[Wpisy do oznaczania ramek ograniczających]
+ + + + +
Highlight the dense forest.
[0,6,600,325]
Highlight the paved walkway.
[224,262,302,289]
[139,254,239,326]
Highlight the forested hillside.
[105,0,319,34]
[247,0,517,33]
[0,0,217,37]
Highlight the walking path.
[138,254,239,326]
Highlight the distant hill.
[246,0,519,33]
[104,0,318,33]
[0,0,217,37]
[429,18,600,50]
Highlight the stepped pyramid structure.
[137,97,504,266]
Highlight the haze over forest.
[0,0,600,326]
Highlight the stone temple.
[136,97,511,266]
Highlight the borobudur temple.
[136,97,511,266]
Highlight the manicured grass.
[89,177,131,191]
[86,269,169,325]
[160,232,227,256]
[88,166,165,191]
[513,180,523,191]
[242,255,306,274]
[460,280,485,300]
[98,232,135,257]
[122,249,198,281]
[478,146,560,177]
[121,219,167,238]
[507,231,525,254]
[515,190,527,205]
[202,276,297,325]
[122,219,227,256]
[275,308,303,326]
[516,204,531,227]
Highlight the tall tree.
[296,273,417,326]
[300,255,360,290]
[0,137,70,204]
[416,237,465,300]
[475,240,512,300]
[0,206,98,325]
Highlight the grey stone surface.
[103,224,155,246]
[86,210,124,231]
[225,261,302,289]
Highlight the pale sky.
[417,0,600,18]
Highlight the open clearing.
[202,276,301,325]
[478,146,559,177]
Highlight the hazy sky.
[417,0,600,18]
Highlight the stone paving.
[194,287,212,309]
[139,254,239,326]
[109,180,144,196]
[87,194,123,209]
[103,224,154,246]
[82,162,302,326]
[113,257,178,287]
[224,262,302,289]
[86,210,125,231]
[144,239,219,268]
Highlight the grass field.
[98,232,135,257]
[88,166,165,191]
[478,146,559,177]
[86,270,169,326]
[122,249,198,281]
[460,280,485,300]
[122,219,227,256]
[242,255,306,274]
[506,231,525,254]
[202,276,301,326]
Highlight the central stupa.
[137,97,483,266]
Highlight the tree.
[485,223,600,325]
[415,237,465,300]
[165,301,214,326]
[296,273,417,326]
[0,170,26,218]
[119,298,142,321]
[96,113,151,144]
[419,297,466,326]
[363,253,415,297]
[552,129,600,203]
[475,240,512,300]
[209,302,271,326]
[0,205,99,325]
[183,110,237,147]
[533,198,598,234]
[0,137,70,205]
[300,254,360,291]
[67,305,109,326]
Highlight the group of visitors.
+ + + + +
Wypisz, proszę, wszystkie powyższe dane wiersz po wierszu, bez żadnych zmian.

Highlight the dense forest.
[0,6,600,325]
Highlight the paved walkway.
[224,262,302,289]
[139,254,239,326]
Highlight the forested hillside.
[105,0,319,34]
[247,0,517,33]
[0,0,217,37]
Highlight the walking path.
[138,254,239,326]
Highlight the distant hill.
[246,0,519,33]
[104,0,318,33]
[0,0,217,37]
[429,18,600,50]
Highlight the stepped pyramid structure.
[137,97,504,266]
Highlight the haze over forest.
[0,0,600,326]
Highlight the stone temple.
[136,97,511,266]
Highlight the borobudur temple.
[136,97,511,266]
Highlight the manicured grass.
[89,177,131,191]
[86,269,169,325]
[160,232,227,256]
[88,166,165,191]
[513,180,523,191]
[242,255,306,274]
[460,280,485,300]
[98,232,135,257]
[122,249,198,281]
[478,146,560,177]
[121,219,167,238]
[507,231,525,254]
[515,190,527,205]
[202,276,297,325]
[122,219,227,256]
[275,308,303,326]
[516,204,531,227]
Highlight the tall tree.
[296,273,417,326]
[300,255,360,290]
[0,137,70,204]
[416,237,465,300]
[475,240,512,300]
[0,206,98,325]
Highlight the grey stone surface.
[103,224,155,246]
[86,210,124,231]
[225,261,302,289]
Highlight the pale sky.
[417,0,600,18]
Highlight the open clearing.
[202,276,301,325]
[478,146,559,177]
Highlight the hazy sky.
[417,0,600,18]
Highlight the stone paving.
[194,287,212,309]
[139,254,239,326]
[109,180,144,196]
[87,194,123,209]
[103,224,154,246]
[82,162,302,326]
[113,257,178,287]
[224,262,302,289]
[86,210,125,231]
[144,239,219,268]
Highlight the grass field.
[98,232,135,257]
[88,166,165,191]
[478,146,559,177]
[86,270,169,326]
[122,249,198,281]
[460,280,485,300]
[122,219,227,256]
[242,255,306,274]
[506,231,525,254]
[202,276,301,326]
Highlight the central stupa.
[137,97,483,266]
Highlight the tree.
[485,223,600,325]
[415,237,465,300]
[165,301,214,326]
[296,273,417,326]
[0,170,26,218]
[119,298,142,321]
[96,113,151,144]
[419,297,466,326]
[363,253,415,297]
[552,129,600,203]
[475,240,512,300]
[209,302,271,326]
[0,205,99,325]
[183,110,237,147]
[533,198,598,234]
[0,137,70,205]
[300,254,360,291]
[67,305,109,326]
Highlight the group of visitors.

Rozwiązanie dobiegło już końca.